Exercise prompt = Copy out the lines below word for word, leaving out the pictures.

Data for this exercise =
——
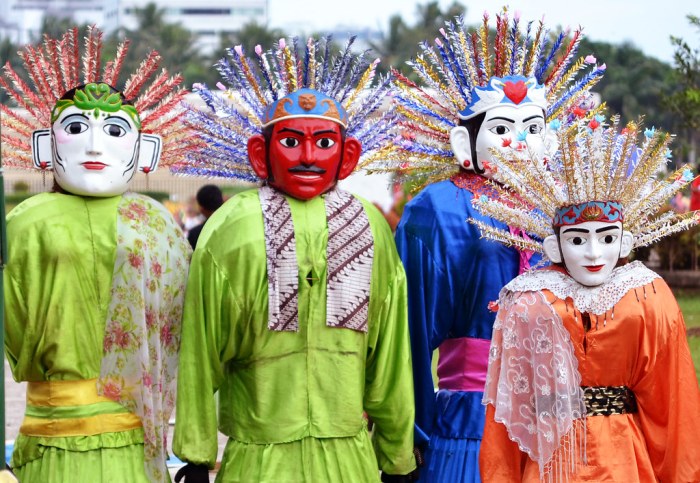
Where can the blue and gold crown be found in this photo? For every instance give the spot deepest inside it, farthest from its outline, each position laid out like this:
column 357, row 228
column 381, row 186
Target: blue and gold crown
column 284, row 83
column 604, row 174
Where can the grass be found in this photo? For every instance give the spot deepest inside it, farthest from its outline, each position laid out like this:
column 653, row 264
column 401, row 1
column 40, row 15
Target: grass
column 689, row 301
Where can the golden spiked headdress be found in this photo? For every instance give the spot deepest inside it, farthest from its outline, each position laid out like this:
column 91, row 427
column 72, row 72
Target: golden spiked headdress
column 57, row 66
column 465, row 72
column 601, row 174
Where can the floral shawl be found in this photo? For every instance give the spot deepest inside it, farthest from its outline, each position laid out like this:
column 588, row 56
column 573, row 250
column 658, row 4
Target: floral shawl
——
Task response =
Where can the blue and gold crown be found in this photo? For every instance give the spot deepest inside it, farthest from its outline, each position laid out like this:
column 357, row 228
column 381, row 186
Target: blue and gold crown
column 284, row 83
column 604, row 174
Where can the grass be found in this photo? For every instance give the spot deepest inside it, farthest from its outline, each position laid out like this:
column 653, row 264
column 401, row 1
column 40, row 15
Target: grass
column 689, row 301
Where can the golden spiked headdress be found in this photo? For every instance give the spot deepest inside it, farthest from its outline, each position laid out like this:
column 91, row 427
column 72, row 72
Target: golden spiked headdress
column 57, row 66
column 465, row 72
column 601, row 174
Where can the floral shawl be found in this photo? For every instance give the spot deepest inside it, farthest from its outline, each position laid out like this:
column 588, row 56
column 573, row 250
column 658, row 4
Target: floral shawl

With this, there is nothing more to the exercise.